-- GIVEN REQUEST --
Please render the lines below as a Markdown table, starting with the line that contains "Mark one point on each instance of the girl's hand" and going on through the line that contains "[(153, 190)]". Use the columns No. and Text, numbering each line in order and leaving out any blank lines.

-- RAW RECORDS --
• • • •

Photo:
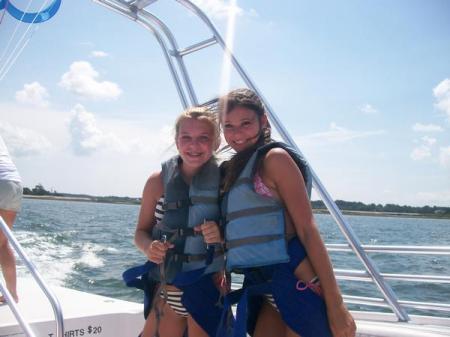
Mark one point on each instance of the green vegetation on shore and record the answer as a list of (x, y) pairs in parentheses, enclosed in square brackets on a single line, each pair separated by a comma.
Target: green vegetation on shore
[(40, 191), (349, 207)]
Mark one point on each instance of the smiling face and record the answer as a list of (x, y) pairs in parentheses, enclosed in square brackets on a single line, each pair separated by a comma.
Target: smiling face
[(242, 127), (195, 142)]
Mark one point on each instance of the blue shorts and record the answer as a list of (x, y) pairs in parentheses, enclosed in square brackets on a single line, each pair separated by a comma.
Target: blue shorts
[(300, 307), (10, 195)]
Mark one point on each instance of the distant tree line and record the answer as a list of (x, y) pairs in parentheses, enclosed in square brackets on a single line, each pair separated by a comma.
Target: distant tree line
[(40, 190), (391, 208), (316, 204)]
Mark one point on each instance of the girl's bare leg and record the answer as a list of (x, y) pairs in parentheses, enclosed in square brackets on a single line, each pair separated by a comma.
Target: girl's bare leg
[(269, 322), (7, 259), (170, 325), (195, 330)]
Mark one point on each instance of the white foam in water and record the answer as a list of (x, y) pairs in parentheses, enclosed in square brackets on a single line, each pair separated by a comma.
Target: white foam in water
[(90, 259), (44, 254)]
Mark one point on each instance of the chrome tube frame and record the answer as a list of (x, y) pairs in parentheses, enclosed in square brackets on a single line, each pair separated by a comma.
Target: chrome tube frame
[(126, 10), (57, 311), (345, 228), (435, 250)]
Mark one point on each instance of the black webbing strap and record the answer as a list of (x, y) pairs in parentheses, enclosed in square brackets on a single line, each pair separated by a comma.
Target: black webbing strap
[(196, 257), (251, 211), (199, 199), (253, 240), (172, 205)]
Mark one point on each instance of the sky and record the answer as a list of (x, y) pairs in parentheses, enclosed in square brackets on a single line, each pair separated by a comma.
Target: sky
[(363, 87)]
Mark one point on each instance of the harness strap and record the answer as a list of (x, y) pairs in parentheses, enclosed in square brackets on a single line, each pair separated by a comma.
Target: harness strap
[(242, 181), (199, 199), (253, 240), (251, 211), (196, 257), (173, 205)]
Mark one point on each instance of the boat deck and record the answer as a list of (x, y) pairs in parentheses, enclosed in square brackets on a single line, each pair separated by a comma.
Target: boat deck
[(84, 314), (93, 315)]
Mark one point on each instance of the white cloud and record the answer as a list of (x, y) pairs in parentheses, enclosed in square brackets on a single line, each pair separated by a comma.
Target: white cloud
[(429, 140), (442, 94), (368, 109), (423, 150), (221, 9), (420, 152), (34, 94), (444, 157), (418, 127), (23, 142), (86, 136), (82, 80), (99, 54), (338, 134)]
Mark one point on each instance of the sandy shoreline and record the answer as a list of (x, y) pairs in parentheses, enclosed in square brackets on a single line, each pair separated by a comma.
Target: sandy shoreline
[(316, 211)]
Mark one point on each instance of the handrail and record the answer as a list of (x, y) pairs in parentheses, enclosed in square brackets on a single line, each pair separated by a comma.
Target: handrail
[(362, 275), (379, 302), (345, 228), (16, 312), (435, 250), (57, 311)]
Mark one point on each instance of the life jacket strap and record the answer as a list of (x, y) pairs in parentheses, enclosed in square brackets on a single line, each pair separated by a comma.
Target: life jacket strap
[(253, 240), (251, 211), (186, 258), (173, 205), (199, 199)]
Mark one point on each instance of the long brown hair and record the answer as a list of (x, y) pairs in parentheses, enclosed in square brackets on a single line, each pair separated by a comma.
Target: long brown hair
[(245, 98)]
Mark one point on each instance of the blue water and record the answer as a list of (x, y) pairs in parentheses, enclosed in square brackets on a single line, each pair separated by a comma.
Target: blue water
[(86, 246)]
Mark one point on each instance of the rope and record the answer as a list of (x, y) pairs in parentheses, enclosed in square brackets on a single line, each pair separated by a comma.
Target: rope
[(12, 58)]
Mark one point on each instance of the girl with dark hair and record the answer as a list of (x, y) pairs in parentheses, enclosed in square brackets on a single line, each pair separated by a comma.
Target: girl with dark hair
[(270, 233)]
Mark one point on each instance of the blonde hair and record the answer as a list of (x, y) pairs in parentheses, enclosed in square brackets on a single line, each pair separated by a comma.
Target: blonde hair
[(202, 114)]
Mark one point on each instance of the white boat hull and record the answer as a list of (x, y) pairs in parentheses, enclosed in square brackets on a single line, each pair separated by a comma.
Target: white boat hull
[(84, 314)]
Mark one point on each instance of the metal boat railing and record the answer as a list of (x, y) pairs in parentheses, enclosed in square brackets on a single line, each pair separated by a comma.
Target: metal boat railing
[(59, 319), (363, 276), (136, 10)]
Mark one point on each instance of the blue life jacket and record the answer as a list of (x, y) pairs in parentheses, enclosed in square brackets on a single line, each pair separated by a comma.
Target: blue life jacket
[(255, 225), (186, 206)]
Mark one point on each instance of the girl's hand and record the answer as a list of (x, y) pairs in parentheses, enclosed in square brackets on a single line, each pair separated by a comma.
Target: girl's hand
[(341, 321), (210, 231), (157, 250)]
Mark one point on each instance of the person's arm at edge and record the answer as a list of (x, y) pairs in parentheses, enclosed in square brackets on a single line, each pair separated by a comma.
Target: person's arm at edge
[(153, 190)]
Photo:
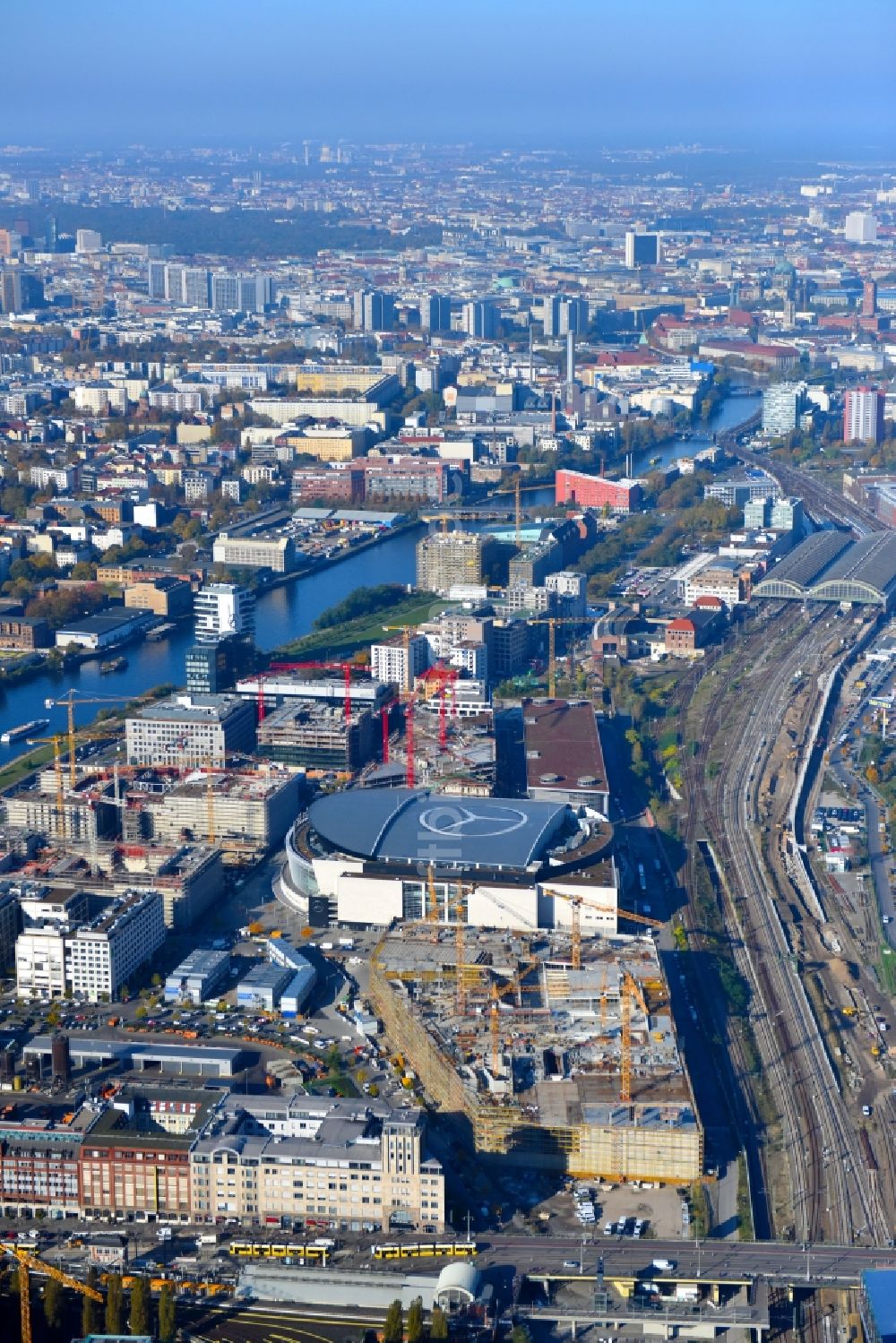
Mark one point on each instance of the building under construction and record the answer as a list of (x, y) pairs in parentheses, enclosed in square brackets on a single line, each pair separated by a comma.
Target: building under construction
[(320, 737), (239, 809), (538, 1063)]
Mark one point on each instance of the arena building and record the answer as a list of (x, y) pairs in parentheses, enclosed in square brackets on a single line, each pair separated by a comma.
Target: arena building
[(373, 856)]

• • • •

-- CORRECT RESULT --
| No. | Text |
|---|---|
| 1 | Mark one point on each instance of the girl's hand and record the answer as a list of (x, y) pairs in parentheses, enclosed in square brackets on a single line, each pair separated by a comma. |
| 2 | Target: girl's hand |
| 3 | [(341, 321), (210, 231), (157, 250)] |
| 4 | Mark one point on each instance of the person's arm at edge and record the answer as a list of (x, y) pairs in parentheses, enclosed in square brackets on a single line, each pair separated by a comma. |
| 5 | Target: person's arm at edge |
| 6 | [(153, 190)] |